Set down the data again word for word. Skip any pictures.

• DATA

-------

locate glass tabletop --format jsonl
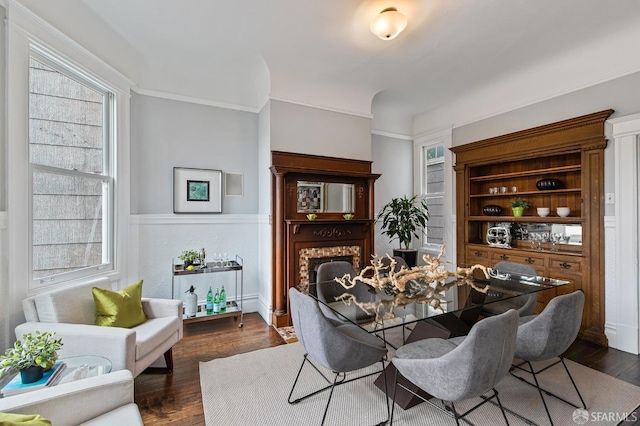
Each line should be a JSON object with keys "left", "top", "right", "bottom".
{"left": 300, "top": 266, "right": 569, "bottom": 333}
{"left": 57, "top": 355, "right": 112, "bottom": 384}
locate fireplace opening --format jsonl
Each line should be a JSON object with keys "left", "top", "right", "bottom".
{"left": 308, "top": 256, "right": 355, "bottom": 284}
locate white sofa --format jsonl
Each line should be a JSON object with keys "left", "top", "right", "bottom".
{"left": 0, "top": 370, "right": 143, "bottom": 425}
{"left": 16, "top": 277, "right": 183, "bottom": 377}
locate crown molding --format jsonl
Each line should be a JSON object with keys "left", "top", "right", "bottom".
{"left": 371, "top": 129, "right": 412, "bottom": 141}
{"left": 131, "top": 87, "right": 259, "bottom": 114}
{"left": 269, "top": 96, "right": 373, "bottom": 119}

-------

• RESPONSE TO THIS TASK
locate glass tabletop --format jsonl
Each line should be a JSON object with keys "left", "top", "right", "bottom".
{"left": 300, "top": 266, "right": 569, "bottom": 333}
{"left": 57, "top": 355, "right": 112, "bottom": 384}
locate fireplace opening --format jsonl
Each line should be a JSON object with keys "left", "top", "right", "bottom".
{"left": 308, "top": 256, "right": 355, "bottom": 284}
locate white sofa --format jsonl
Each line should be a JSON object with keys "left", "top", "right", "bottom".
{"left": 0, "top": 370, "right": 143, "bottom": 425}
{"left": 16, "top": 277, "right": 183, "bottom": 377}
locate crown molding --format jsonl
Each line should be a JSON object with keys "left", "top", "right", "bottom".
{"left": 371, "top": 129, "right": 412, "bottom": 141}
{"left": 131, "top": 87, "right": 259, "bottom": 114}
{"left": 269, "top": 96, "right": 373, "bottom": 119}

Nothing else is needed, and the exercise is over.